• **EXERCISE DESCRIPTION**: Nothing but the lines from the one that contains "On this screenshot, the mulch" through the end of the listing should appear, set down exactly.

• **STORED DATA**:
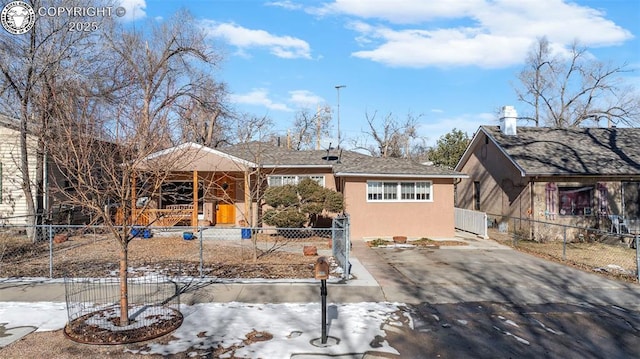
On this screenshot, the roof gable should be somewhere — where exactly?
[470,126,640,176]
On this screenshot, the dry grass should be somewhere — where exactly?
[489,229,637,282]
[0,231,331,279]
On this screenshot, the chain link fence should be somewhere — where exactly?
[0,225,348,280]
[487,215,640,281]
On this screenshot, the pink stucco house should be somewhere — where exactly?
[135,142,466,240]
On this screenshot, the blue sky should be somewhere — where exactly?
[121,0,640,148]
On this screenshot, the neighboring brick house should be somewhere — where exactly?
[455,118,640,237]
[139,142,466,239]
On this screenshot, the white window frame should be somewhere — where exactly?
[267,175,324,187]
[366,180,433,202]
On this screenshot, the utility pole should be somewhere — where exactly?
[336,85,347,148]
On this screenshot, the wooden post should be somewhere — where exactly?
[191,170,198,227]
[131,172,138,225]
[244,169,253,227]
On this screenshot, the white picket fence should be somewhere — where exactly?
[454,208,489,238]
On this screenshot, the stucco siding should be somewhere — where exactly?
[344,177,455,240]
[0,127,36,225]
[456,131,531,216]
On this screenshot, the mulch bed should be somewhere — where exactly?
[64,307,183,345]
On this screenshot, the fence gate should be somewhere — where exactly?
[331,215,351,280]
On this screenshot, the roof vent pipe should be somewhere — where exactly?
[500,106,518,136]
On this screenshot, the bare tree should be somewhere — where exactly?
[42,9,219,325]
[178,80,233,148]
[516,37,640,127]
[291,107,331,151]
[353,112,419,158]
[0,0,110,240]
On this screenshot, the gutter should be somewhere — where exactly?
[334,172,469,178]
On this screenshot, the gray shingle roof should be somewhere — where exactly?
[219,142,466,178]
[481,126,640,176]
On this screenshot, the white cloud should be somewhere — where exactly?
[332,0,633,68]
[265,0,303,10]
[118,0,147,21]
[200,20,311,59]
[315,0,485,24]
[289,90,325,109]
[229,88,293,112]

• **OUTPUT FOR THIS TASK**:
On this screenshot, the mulch bed should be somewhere — where exactly?
[64,307,183,345]
On this screenshot, the fence gate should be somewhere — where exactly?
[331,215,351,280]
On this screenshot, the roof vent pipe should be somewhere — where exactly?
[500,106,518,136]
On this screenshot, the bare tree should be somewhere — where exactly?
[42,9,219,325]
[178,80,233,148]
[516,37,640,127]
[291,107,331,151]
[353,112,419,158]
[0,0,110,240]
On this screenshot, the gutter should be somewhere — where exactly?
[334,172,469,178]
On this screenshot, the gray shingle roof should be somewhere — where exactly?
[219,142,466,178]
[481,126,640,176]
On this screenshot, the white cloud should be somewhere — where exactly?
[332,0,633,68]
[265,0,303,10]
[118,0,147,21]
[200,20,311,59]
[315,0,485,24]
[289,90,325,109]
[229,88,293,112]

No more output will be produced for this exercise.